## start Document
The results of our organic growth efforts speak for themselves. The inventory of these opportunities continues to expand. We believe we are close completing a couple of new bolt-ons in California in addition to testing a property we acquired earlier in the year adjacent to our North Midway-Sunset assets. Our pipeline of asset and strategic M&A opportunities is also a keen focus of our business development effort.
Looking ahead, we remain committed to our plan and our open and transparent communication with investors. We look forward to continued value creation and growth rates in the mid-teens for years to come. Gary is going to introduce our 2019 guidance, which I'll come back to in the final remarks.
In conclusion, it was an action-packed and game-changing 19 months for the new Berry since its creation in March 2017, and we look forward to continued success. Since our last call, we demonstrated daily that we can execute our plan and create value through the cycle. We have a deep portfolio of development and growth projects in our bullpen that we can and do draw from to manage our development program and growth expectations.
I am thrilled that the entrepreneurial spirit, along with the leadership and accountability now ingrained within the new Berry, is bearing fruit. We continue to demonstrate excellence in planned execution through flexibility, quick decision-making, planning and learning from the results. A very simple and effective plan in line with my overall vision for the company.
These are exciting times at Berry, and we are extremely excited to have you join us on this journey.
Now I'll turn it over to Cary, our COO.
Gary A. Grove - Executive VP & COO
Thanks, Trem, and good morning, everyone. Production sales for the third quarter were 27,400 barrels of oil equivalent per day, comprising 81% oil, 17% gas and 2% NGLs. This is sequentially up 3% from 26,500 BOE a day in the second quarter, primarily due to results of our capital development activity and inventory impacts in Utah.
Inventory sales in Utah averaged 300 barrels of oil per day during the quarter. As a reminder, some acute refining conditions required us to build inventory over the last few months. Those conditions lessened in the quarter, and we were able to reduce that stored crude build.
Adjusting for inventory sales changes, production averaged 27,100 BOE a day during the quarter versus 26,800 BOE a day in the second quarter, a sequential 1% increase. However, the effect of our recent capital activity began to truly show up in September as well as when brought online on our Thermal Diatomite and Sandstone areas. The production rate for September averaged 28,200 BOE a day, which is a 5% increase over second quarter production after both are adjusted for the impact of inventory changes.
## end Document
Instructions:
- A) According to the earnings call remarks, what were production sales for the third quarter?
- B) Go on with the earnings call remarks from where they stop.
## start Information supplied
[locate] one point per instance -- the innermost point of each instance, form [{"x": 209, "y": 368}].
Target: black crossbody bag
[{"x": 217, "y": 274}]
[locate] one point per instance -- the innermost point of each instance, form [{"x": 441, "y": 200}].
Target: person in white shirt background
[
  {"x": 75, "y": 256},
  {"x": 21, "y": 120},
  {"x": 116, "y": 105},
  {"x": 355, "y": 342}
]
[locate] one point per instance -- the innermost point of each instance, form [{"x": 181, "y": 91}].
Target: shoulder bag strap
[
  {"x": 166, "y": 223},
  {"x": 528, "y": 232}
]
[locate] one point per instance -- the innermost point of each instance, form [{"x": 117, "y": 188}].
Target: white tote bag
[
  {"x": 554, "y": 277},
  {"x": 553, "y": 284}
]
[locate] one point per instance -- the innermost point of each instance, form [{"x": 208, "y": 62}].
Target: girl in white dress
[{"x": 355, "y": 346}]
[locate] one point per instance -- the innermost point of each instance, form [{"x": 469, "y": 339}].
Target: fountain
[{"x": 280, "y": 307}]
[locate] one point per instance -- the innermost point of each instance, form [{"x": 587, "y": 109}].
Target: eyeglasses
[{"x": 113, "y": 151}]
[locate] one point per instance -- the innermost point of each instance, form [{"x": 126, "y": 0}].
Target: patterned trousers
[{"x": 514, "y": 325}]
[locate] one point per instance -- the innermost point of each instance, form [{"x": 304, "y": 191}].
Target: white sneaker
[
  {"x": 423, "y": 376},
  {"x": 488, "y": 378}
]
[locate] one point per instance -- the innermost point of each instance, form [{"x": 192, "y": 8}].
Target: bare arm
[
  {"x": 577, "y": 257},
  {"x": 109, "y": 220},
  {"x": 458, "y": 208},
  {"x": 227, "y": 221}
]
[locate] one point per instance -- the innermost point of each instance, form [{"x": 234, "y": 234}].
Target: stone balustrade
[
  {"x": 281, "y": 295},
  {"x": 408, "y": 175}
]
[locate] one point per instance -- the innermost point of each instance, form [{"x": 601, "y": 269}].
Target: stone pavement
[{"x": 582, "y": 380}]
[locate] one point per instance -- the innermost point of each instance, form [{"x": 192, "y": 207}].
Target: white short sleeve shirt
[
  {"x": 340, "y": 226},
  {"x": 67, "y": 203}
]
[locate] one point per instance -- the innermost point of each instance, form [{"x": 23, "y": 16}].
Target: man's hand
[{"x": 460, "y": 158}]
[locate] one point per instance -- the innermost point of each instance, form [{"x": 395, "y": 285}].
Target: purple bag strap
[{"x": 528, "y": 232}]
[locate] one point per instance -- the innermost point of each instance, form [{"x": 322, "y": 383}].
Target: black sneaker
## end Information supplied
Outputs in order:
- A) 27,400 barrels of oil equivalent per day.

- B)
Of the third quarter production rate of 27,400 BOE a day, 19,500 BOE a day came from California, 5,100 BOE a day from Utah and 2,700 BOE a day from Colorado and Texas. We continue to have 3 rigs running in California during the quarter, resulting in total company capital expenditures of $40 million compared to $39 million for the second quarter, with approximately 90% of our capital being spent in California. Production in the state increased 4% sequentially over the second quarter, while the September rate of 20,300 BOE a day represented an 8% increase over the second quarter production rate of 18,800 BOE a day.
Also again of note, California is 100% oil production. We drilled 68 wells in the quarter versus 58 wells in the second quarter, bringing our year-to-date count to 156 wells drilled. We plan to keep 3 rigs running continually in California through the remainder of the year and 1 rig in Utah to drill a few more vertical producers. We expect to exit the year between 230 and 250 total wells drilled, including 40 wells that we plan to complete next year, which I'll discuss in a moment.
Turning to operating expenses. We had OpEx of $45.6 million or $18.10 per BOE for this quarter. This compares to $16.89 per BOE in the second quarter. Third quarter OpEx is higher than the second quarter, mainly due to seasonally higher fuel gas prices and changes in inventory cost in Utah.
OpEx per BOE for the third quarter was very comparable to the $18.22 per BOE for the first half of 2018, which is an overall better indicator of expected OpEx costs.
The cost of fuel to generate steam for our thermal operations largely drives our OpEx cost. The third quarter saw much higher cost for fuel due to scorching temperatures, pipeline maintenance and reduced storage capacity during the period.
Average prices for Kern delivered were $4.11 per MMBtu versus $2.23 per MMBtu, while SoCal Citygate was $7.56 per MMBtu versus $2.97 per MMBtu for the third and second quarters sequentially.
This price swing would imply a large impact on our OpEx for the quarter. However, as I mentioned in the last call, we have 2 things that protect our overall total OpEx cost from these seasonally higher fuel gas prices. First, we operate 5 cogeneration facilities, 3 of which sell electricity into the grid. Second, we actively employ a risk mitigation program for purchased fuel in the form of forward purchase contracts and purchases.
So what is the true impact for the third quarter? Well, we burned approximately 68,500 MMBtu per day in both the second and third quarters, so our rates were consistent. However, with our price risk mitigation in place, our average price was $3.93 per MMBtu in the third quarter versus $2.39 per MMBtu for the second quarter or an increase of $1.54 per MMBtu or even 64%. That's lower than what you heard me say above.
Doing the math, this equates to about an increase of $9.9 million quarter-over-quarter. But additionally when combined with our increased excess electricity sales from our cogeneration contracts of about $8.3 million over the second quarter, our true increase in OpEx was only $1.6 million for the quarter.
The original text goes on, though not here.